• **Required action**: Skip the pictures and repeat each line of the data exactly.

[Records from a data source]
--- START ---

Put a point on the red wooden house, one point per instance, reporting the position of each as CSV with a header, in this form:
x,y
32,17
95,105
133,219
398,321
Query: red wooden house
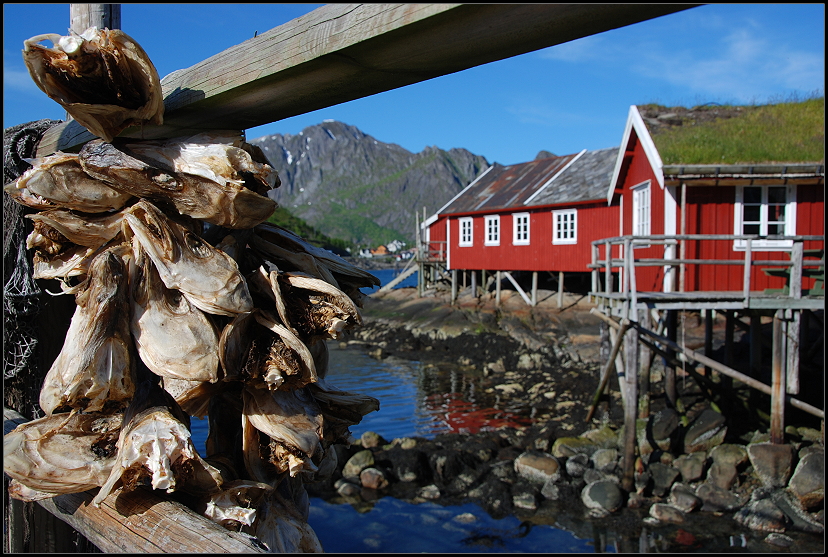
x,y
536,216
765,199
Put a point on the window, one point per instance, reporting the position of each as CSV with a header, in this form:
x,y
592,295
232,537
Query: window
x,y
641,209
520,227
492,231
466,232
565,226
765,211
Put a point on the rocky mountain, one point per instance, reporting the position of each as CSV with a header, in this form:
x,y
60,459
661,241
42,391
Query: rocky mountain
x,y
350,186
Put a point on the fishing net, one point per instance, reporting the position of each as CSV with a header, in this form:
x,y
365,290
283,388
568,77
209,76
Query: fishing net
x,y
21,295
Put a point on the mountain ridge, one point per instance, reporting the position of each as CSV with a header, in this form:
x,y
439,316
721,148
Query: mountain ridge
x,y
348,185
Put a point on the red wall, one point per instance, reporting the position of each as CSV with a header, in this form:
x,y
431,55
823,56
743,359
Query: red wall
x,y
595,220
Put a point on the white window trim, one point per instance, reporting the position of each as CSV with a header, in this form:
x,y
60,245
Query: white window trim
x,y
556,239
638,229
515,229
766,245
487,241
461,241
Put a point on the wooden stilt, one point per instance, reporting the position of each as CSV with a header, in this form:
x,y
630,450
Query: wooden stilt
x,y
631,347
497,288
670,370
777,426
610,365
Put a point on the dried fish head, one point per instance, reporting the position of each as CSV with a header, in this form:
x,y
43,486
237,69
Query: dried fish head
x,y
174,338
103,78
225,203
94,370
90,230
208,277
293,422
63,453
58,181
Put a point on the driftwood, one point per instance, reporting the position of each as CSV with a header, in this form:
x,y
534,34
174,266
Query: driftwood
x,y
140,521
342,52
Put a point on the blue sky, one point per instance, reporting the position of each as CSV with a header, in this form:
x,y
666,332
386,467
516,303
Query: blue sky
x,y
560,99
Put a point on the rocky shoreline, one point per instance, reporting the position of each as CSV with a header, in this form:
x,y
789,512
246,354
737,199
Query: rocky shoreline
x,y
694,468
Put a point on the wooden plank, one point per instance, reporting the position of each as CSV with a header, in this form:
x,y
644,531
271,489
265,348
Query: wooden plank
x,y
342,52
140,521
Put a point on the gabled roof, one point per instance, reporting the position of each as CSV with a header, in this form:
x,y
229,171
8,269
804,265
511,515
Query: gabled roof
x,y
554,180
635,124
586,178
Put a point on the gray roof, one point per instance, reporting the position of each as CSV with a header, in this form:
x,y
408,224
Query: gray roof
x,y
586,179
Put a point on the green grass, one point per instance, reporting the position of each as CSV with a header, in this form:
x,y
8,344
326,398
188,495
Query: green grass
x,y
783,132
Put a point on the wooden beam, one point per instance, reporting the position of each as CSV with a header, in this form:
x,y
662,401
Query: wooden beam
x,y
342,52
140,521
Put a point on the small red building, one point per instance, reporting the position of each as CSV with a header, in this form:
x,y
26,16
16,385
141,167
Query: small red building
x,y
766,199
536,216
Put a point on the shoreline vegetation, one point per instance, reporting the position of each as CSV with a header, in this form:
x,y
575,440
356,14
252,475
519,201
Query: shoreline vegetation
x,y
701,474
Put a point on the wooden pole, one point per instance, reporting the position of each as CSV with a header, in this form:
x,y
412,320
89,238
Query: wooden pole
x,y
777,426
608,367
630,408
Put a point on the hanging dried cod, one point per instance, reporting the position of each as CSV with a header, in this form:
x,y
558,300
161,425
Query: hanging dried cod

--- END ---

• **Written answer**:
Put a point on the red wooden house, one point per instance, reporting the position of each as CSV with a header, in this form:
x,y
32,17
95,105
133,219
398,321
Query: red wooden house
x,y
536,216
765,199
Put a point on the window, one point per instance, reporting the position of each as CSV with a header, in this form:
x,y
592,295
232,537
Query: window
x,y
641,209
520,227
492,231
466,232
565,226
765,211
Put a point on the rocky mountain, one point per instance, reporting the position of each as CSV with a header, in this form:
x,y
60,459
661,241
42,391
Query: rocky mountain
x,y
350,186
Put a point on the fishing net, one point per instance, reporting the position of each as CSV with a header, in this form:
x,y
365,290
283,388
568,77
209,76
Query: fishing net
x,y
21,295
Put a point on the mountain ridge, one point per instance, reporting the position of each as CSV with a header, in this form:
x,y
439,316
721,148
Query: mountain ridge
x,y
348,185
Put a point on the red wall, one point per instance, reporting the position of each as CSV with a header, in this form:
x,y
431,55
823,56
743,359
Query: red wall
x,y
595,220
Put a point on the white window trim, one point per instance, reporting the position of each as CSV with a header, in this form:
x,y
60,245
Query: white window trim
x,y
556,239
638,229
515,229
766,245
487,241
461,241
Put a point on the wooden stilt, one point per instance, reporting the position of each as CSV with a header, in this form:
x,y
630,450
Query: wooden stilt
x,y
631,347
497,288
670,370
777,426
610,365
Put a point on the dried fish head, one point per instance, reporting the position of each as CSV with a header, in this form:
x,y
43,486
237,69
Query: dried fish head
x,y
174,338
103,78
225,203
94,370
90,230
208,277
293,422
63,453
58,181
Put a point on the driftwood, one point per instance, reporting the position of each as CSV with a header, in this form:
x,y
534,34
174,266
Query: driftwood
x,y
140,521
342,52
Put a point on the blue sky, one point per instance, reporting the position of each as CSV with a header, in this form:
x,y
666,332
386,467
516,303
Query: blue sky
x,y
560,99
Put a point on the rocky shoreline, one point per instance, reporting the position of each as CSV with a header, in this form:
x,y
789,512
246,354
737,199
Query: rocky shoreline
x,y
694,468
Put a point on the wooden plank, one point per instance, reporting the position of each as CSV with a header, in this form:
x,y
644,531
271,489
265,348
Query: wooden plank
x,y
342,52
140,521
Put a point on the gabled roof, one point per instance, reporting the position of each as CSV with a header, in this form:
x,y
229,171
8,269
804,265
511,515
Query: gabled roof
x,y
554,180
635,124
586,178
Put a point on the gray roof, one point per instance, reporting the position of each as CSV with a header, in this form:
x,y
408,224
Query: gray roof
x,y
586,179
Put a point on the green grass, one point per instance, reporting the position of each as CSV with a header, in this form:
x,y
8,344
326,398
188,495
Query: green grass
x,y
783,132
Put a point on the wooden beam, one point per instance, reporting the position of each as CSV with a header, in this form:
x,y
662,401
Query: wooden beam
x,y
342,52
140,521
Put a point on the small red building, one point per instance, reporting the position of each as CSV with a header, in this form:
x,y
26,16
16,385
141,167
Query: small red building
x,y
766,199
536,216
Put a point on the shoreline vegetation, one point per instance, reporting the position of each as CSV with a header, in this form:
x,y
575,440
356,14
252,475
519,201
Query: shoreline vegetation
x,y
701,474
Put a point on the wooden pole, one point per instance, reporting the position of each as CSV with a header, in this form:
x,y
412,320
89,238
Query: wooden pole
x,y
777,426
608,367
630,408
Put a point on the hanging dried cod, one point per instance, reporting the position of each as CSV with a header, in this form:
x,y
558,300
161,425
Query: hanging dried cod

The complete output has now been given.